* _TRECHO DO TEXTO_:

_ _ _ _ _ _ _

Uma Canção de Martin,
de Bille August

Em sang för Martin, Suécia/Dinamarca/Alemanha, 2002


O mal de Alzheimer é uma doença horrível e, ao mesmo tempo, altamente cinematográfica. Isto porque a completa perda de controle que ela causa, assim como as questões relacionadas à memória e identidade, são temas constantes do drama de forma geral, mas em especial de alguns gêneros do cinema, dos quais talvez o mais diretamente associado seja o melodrama. No entanto qualquer pessoa se dedicando a um trabalho relacionado a este tipo de doença em um filme sabe que terá que lidar com uma herança nada agradável que vai de exploratórios telefilmes (que passavam no nosso Supercine) aos famosos "filmes de superação" que tantos Oscars já não renderam para atores interpretando personagens psicologicamente perturbados.

Sob estes aspectos, o novo filme de Bille August até consegue alguns acertos, especialmente no que se refere ao retrato nem um pouco agradável ou redentor do que é a degradação da perda de identidade, e principalmente, a dificuldade das pessoas próximas de lidar com isso. Mas sua falha maior é tentar, sob a justificativa da criação de uma emotividade, criar drama onde apenas os fatos já são dramáticos o suficiente. Assim é que a sempre tão emocionante falibilidade humana, a criação de personagens que não sejam exemplos de virtudes completas ou vícios totais, deixa de ser aqui uma qualidade para tornar-se um fim em si mesmo. E o retrato da personagem central do filme (não o doente de Alzheimer, mas sua esposa) passa de uma desejada complexidade ao patético completo.

_ _ _ _ _ _ _

* _Dados armazenados_:
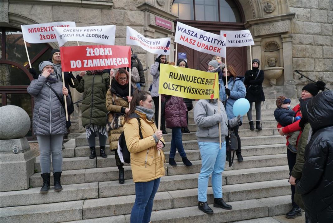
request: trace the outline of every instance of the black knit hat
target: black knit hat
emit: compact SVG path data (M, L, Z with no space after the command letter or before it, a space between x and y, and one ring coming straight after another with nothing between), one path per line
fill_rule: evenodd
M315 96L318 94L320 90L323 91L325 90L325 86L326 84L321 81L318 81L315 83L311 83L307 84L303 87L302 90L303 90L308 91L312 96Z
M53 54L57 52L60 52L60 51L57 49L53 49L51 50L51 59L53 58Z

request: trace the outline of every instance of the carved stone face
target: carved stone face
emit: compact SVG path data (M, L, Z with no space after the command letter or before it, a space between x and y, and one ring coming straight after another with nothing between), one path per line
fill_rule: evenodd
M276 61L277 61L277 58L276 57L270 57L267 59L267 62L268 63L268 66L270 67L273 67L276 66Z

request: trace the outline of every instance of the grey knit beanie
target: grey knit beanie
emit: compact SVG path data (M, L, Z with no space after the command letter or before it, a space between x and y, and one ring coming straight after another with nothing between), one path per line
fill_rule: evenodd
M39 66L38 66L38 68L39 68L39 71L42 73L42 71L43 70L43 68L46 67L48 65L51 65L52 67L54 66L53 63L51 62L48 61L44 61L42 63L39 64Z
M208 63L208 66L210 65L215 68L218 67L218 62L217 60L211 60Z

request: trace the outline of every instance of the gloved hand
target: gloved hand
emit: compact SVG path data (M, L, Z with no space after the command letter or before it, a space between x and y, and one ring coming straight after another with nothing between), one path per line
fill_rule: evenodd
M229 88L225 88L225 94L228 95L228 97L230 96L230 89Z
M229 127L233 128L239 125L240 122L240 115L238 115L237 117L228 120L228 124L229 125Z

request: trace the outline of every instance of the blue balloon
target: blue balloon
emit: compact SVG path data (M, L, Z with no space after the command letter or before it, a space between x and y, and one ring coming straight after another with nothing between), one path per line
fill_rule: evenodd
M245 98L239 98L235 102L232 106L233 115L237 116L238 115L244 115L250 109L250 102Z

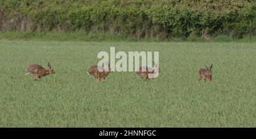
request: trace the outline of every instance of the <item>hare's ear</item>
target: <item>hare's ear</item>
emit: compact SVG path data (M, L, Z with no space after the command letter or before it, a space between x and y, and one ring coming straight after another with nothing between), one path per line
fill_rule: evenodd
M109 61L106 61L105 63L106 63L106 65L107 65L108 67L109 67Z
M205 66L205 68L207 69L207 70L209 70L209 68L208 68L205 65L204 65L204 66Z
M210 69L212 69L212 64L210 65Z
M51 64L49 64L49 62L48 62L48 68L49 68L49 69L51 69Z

_ _ _ _ _ _ _

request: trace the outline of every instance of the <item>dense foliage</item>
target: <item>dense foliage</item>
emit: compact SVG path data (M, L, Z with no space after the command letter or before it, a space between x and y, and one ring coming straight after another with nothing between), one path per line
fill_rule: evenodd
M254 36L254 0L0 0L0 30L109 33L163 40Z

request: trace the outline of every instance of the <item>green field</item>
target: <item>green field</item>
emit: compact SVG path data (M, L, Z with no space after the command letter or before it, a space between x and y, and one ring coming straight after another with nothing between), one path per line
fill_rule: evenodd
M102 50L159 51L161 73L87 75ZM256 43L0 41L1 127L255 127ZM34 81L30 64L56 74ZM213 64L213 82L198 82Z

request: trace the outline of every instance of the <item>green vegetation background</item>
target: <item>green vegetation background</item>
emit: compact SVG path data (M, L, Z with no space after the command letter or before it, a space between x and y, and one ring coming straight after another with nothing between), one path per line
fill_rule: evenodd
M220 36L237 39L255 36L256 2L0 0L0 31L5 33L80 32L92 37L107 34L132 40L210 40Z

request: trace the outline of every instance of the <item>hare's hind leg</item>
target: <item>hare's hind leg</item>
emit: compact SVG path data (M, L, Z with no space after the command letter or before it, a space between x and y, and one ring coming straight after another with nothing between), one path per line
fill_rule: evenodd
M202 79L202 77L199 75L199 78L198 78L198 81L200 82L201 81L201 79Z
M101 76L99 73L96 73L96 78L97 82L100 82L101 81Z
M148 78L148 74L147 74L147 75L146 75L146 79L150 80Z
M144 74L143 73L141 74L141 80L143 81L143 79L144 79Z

_ _ _ _ _ _ _

* _TAREFA_: Por favor, continue a crítica do filme Uma Canção de Martin a partir da última frase do trecho.

* _RESPOSTA_:
O filme começa muito bem, inclusive, com a criação de um interessante romance adúltero altamente sexualizado entre personagens já perto da chamada terceira idade, um tema com o qual o cinema tem lidado pouco. O trabalho com clichês de romance e insatisfação é feito com a necessária auto-ironia de saber se estar lidando com estes arquétipos chapados. A construção da rotina comum dos personagens e os primeiros e discretos sinais da doença também são filmados com sutileza e talento.

No entanto, quando a doença começa a tornar-se o centro da narrativa, August abre mão de toda sutileza e começa um jogo bastante previsível com seus personagens e dramas. A verossimilhança é descartada em nome da dramaticidade, os diálogos tornam-se discursivos em busca de uma clareza de objetivos (personagens chegam a monologar nos dizendo como sentem, o que é o maior sinal da falta de confiança de que poderíamos entender ou sentir por nós mesmos), e os mais banais golpes de roteiro entram em ação (as pistas deixadas para serem apanhadas pela história mais tarde, etc). Nada que se deva reclamar de um filme com pretensões para a manipulação e catarse do público, mas o fato é que assim ele deixa de se diferenciar dos mais banais entre os já mencionados telefilmes.

O que resta de interesse no filme fica na interpretação de Sven Wollter, dando a combinação precisa entre agressividade e falta de motivação do seu personagem doente. Parece uma ilha de tranqüilidade e bom cinema perdida numa movimentação repleta de som e fúria significando muito pouco.